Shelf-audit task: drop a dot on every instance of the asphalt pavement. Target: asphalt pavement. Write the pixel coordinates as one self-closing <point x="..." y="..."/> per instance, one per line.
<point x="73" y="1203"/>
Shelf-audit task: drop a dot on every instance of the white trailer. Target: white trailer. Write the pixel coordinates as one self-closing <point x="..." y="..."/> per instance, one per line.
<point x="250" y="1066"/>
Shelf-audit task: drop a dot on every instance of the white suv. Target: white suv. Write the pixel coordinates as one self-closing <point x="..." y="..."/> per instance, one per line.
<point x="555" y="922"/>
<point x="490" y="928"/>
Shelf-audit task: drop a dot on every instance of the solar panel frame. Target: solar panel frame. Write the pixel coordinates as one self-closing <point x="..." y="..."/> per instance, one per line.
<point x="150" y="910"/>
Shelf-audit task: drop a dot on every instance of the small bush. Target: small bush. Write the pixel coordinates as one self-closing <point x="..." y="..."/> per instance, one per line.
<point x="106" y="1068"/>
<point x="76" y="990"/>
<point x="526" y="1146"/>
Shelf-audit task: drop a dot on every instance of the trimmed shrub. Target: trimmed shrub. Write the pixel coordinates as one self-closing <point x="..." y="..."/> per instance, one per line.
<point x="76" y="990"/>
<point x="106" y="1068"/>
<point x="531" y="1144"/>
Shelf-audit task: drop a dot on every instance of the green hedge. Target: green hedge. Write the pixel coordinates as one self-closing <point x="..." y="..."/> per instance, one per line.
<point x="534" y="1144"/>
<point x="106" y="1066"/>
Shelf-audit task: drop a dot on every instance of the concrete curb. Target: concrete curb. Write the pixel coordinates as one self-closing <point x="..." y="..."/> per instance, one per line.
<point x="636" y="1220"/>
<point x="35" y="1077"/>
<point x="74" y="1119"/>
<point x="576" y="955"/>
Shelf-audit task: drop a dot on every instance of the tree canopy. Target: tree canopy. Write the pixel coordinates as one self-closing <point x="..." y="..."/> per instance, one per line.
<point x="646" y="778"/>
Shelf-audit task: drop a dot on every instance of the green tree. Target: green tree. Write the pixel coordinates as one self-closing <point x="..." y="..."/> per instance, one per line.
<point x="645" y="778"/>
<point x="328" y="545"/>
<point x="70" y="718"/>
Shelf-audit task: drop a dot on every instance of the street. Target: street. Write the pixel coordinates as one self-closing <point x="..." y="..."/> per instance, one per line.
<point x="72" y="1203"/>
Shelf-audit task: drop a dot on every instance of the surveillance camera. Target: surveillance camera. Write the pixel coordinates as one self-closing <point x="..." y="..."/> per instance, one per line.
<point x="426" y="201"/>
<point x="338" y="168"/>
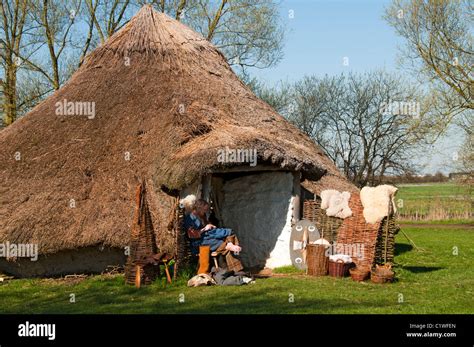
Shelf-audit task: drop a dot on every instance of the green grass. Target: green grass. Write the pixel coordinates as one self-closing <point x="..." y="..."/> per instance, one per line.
<point x="430" y="281"/>
<point x="435" y="201"/>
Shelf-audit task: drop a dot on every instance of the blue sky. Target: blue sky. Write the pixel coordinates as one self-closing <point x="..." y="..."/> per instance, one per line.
<point x="323" y="32"/>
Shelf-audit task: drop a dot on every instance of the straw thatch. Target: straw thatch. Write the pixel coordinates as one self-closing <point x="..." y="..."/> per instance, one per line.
<point x="162" y="94"/>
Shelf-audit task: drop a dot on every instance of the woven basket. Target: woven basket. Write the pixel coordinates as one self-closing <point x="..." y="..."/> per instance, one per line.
<point x="355" y="231"/>
<point x="316" y="260"/>
<point x="327" y="226"/>
<point x="339" y="268"/>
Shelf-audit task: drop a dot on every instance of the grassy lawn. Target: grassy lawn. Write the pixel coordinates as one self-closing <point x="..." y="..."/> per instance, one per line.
<point x="429" y="281"/>
<point x="435" y="201"/>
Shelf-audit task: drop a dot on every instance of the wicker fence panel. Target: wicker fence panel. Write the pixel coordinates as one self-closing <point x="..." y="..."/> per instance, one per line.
<point x="355" y="232"/>
<point x="327" y="226"/>
<point x="385" y="246"/>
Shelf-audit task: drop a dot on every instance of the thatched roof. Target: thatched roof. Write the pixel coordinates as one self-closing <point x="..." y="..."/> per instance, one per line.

• Given task: Output each line exactly; omit every picture.

• Solution to this exercise:
Shelf-audit task: drop a dot on every instance of the asphalt pavement. Target: asphalt pavement. Write the pixel coordinates as one self-closing <point x="..." y="..."/> per instance, one per line.
<point x="73" y="1203"/>
Shelf-audit task: drop a dot on every instance of the white trailer. Target: white trailer. Write the pixel coordinates as one self-closing <point x="..." y="..."/> per instance, one per line.
<point x="250" y="1066"/>
Shelf-audit task: drop a dot on every instance of the white suv. Target: white suv. Write the pixel coordinates as one self-closing <point x="..." y="..."/> per instance, one per line.
<point x="555" y="922"/>
<point x="490" y="928"/>
Shelf-audit task: drop a dot on every instance of the solar panel frame. Target: solar panel frame. Write the pixel coordinates as one self-closing <point x="..." y="..."/> per instance, one per line.
<point x="150" y="910"/>
Shelf-audit task: drop a dot on every instance of the small bush. Target: small bush. Write the pixel coordinates as one self-closing <point x="..." y="..."/> per instance, one per line.
<point x="106" y="1068"/>
<point x="76" y="990"/>
<point x="526" y="1146"/>
Shelf-audit task: drop a dot on every instance of the trimmed shrub. Target: trimmed shrub. Write the pixel coordinates as one self-closing <point x="..." y="..."/> per instance, one per line.
<point x="76" y="990"/>
<point x="106" y="1068"/>
<point x="531" y="1144"/>
Shelf-audit task: drop a dot on every instance of the green hedge. Target: green hedge. Write the pixel coordinates as one self-closing <point x="..." y="..."/> per instance, one per line.
<point x="534" y="1144"/>
<point x="106" y="1066"/>
Shelf-audit task: drop a dot on every instance of the concrete curb. Target: concrete curb. Write the pixel coordinates as one self-closing <point x="..." y="..."/> per instance, one per line.
<point x="636" y="1220"/>
<point x="35" y="1077"/>
<point x="74" y="1119"/>
<point x="576" y="955"/>
Shelf-audit task: drop a dot on every instance of the tree canopy. Target: tree canopy. Write the pixel coordinates as one self-closing <point x="..." y="..."/> per instance, one per line.
<point x="646" y="778"/>
Shelf-audit task: drop a dot on every instance of the green tree. Target: green tree. Write the pixel coordinates as one self-closing <point x="..." y="..."/> per instance, one per line.
<point x="645" y="778"/>
<point x="328" y="545"/>
<point x="70" y="718"/>
Shelf-audit task: drop a dot on every instance of the street. Target: street. Write the pixel coordinates as one self-closing <point x="..." y="..."/> per instance, one per line.
<point x="72" y="1203"/>
Shelf-audit task: drop a dot on every instance of the surveillance camera. Target: surveillance camera. Write the pixel coordinates as one self-closing <point x="..." y="..."/> per instance, one per line.
<point x="426" y="201"/>
<point x="338" y="168"/>
Shelf-audit task: drop a dot on every instance of the green grass. Target: green grass. Write the pixel coordinates as one self-closing <point x="..." y="..."/> per instance, one per line.
<point x="430" y="281"/>
<point x="435" y="201"/>
Shelf-audit task: drop a dot on every instance of the blue sky. Target: blue sky. Write the pixel coordinates as one self-closing <point x="..." y="..."/> per instance, one per line.
<point x="323" y="32"/>
Shelf-audit task: drop a dot on every instance of the straw thatch. Target: straw thatch. Write the pixel coordinates as one self-closing <point x="..." y="..."/> per instance, one per line.
<point x="162" y="94"/>
Shelf-audit task: drop a dot on every instance of the woven basket. Target: woven basket. Write the pixel coordinates as one self-closing <point x="..." y="..."/> per instance, one per line.
<point x="355" y="231"/>
<point x="316" y="260"/>
<point x="327" y="226"/>
<point x="339" y="268"/>
Shelf-audit task: drop a dot on every instance of the grassy lawn. Target: grassy lawn. Write the pixel coordinates as one self-closing <point x="..." y="..."/> per instance, one per line.
<point x="429" y="281"/>
<point x="435" y="201"/>
Shelf-audit task: drop a dot on every instance of the wicker fence panel. Target: wicker fence panel. Write the pixel coordinates as one self-closing <point x="..." y="..."/> per instance, one per line.
<point x="355" y="232"/>
<point x="327" y="226"/>
<point x="385" y="246"/>
Shelf-audit task: drop a dot on every instance of the thatched roof. Target: thatched roof. Write the pixel coordinates as one self-closing <point x="..." y="..."/> per instance, one per line.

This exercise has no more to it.